### [WHAT IS EXPECTED]
Copy the following records line for line, changing nothing.

Dataset items
— Start —
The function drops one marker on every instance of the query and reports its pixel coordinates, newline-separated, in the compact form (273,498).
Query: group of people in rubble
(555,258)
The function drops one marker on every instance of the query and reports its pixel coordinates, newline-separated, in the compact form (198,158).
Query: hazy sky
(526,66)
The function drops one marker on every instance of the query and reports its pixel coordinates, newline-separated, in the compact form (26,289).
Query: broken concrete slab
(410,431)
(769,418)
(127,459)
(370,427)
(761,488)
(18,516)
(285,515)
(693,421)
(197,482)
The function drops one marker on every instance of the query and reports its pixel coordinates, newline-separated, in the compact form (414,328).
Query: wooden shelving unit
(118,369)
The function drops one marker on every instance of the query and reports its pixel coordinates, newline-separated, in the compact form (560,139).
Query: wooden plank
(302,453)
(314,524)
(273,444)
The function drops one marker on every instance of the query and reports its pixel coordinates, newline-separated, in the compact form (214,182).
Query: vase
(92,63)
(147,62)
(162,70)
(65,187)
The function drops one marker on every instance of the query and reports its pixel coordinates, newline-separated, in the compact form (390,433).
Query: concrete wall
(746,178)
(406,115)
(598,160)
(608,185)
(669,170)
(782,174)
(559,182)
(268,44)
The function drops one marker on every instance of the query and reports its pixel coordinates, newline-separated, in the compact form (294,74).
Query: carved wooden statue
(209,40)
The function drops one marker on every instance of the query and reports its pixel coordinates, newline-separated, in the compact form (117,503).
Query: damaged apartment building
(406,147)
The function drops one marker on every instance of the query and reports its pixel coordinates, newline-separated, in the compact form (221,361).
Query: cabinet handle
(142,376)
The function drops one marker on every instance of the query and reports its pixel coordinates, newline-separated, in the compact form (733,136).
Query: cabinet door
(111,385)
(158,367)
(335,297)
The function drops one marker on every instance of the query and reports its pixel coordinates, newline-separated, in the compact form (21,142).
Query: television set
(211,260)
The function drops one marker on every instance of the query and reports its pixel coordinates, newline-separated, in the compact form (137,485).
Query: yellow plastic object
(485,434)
— End —
### [TASK RESULT]
The function drops one marker on every instance of the query and reports its pixel coordinates, newline-separated, in the compact form (273,498).
Query: group of people in rubble
(555,258)
The function drops one marker on every instance of the query and reports its pixel coordinates, newline-separated, in the compact form (198,158).
Query: hazy sky
(526,66)
The function drops one marker on every instance of the query and reports its pixel coordinates, newline-separated, in the compact form (26,289).
Query: broken concrete slab
(410,431)
(769,418)
(127,459)
(370,427)
(761,488)
(18,516)
(285,515)
(693,421)
(197,482)
The function drops one marker on every instance of the query and reports its pixel coordinates, newline-separated, in the compact form (414,328).
Query: wooden shelving unit
(118,369)
The function drops one marker on every instance of the query and reports its pixel coordinates, newline-separated, in the compact form (560,139).
Query: wooden plank
(302,453)
(314,524)
(273,444)
The function drops one marker on every instance of the query and reports its pixel coordinates, newline-separated, in the compact form (214,182).
Query: vase
(92,63)
(147,62)
(162,70)
(65,187)
The function drops one marker on every instance of the query and reports its pixel coordinates, newline-separated, in the compact form (390,433).
Query: concrete wall
(746,178)
(406,115)
(598,160)
(608,185)
(669,170)
(782,174)
(559,182)
(268,44)
The function drops one marker on every instance of the query and reports its pixel coordinates, newline-separated, in the compact form (294,74).
Query: carved wooden statue
(209,40)
The function drops one marker on every instance of the query and reports its pixel coordinates, newline-separated, in the compact form (117,503).
Query: damaged apartment building
(406,147)
The function drops one marker on every instance of the query and reports its pixel coordinates, newline-separated, in the compact form (221,361).
Query: cabinet handle
(142,376)
The function drops one marker on every instance of the query and reports its pixel coordinates, newline-separated, in the compact form (733,136).
Query: cabinet door
(111,385)
(158,367)
(335,297)
The function drops one marker on every instance of the query and reports its pixel coordinates, newline-separated, in the compact form (21,142).
Query: television set
(211,260)
The function drops one marker on every instance of the query and reports its pixel coordinates, newline-separated, in the compact form (137,485).
Query: yellow plastic object
(485,434)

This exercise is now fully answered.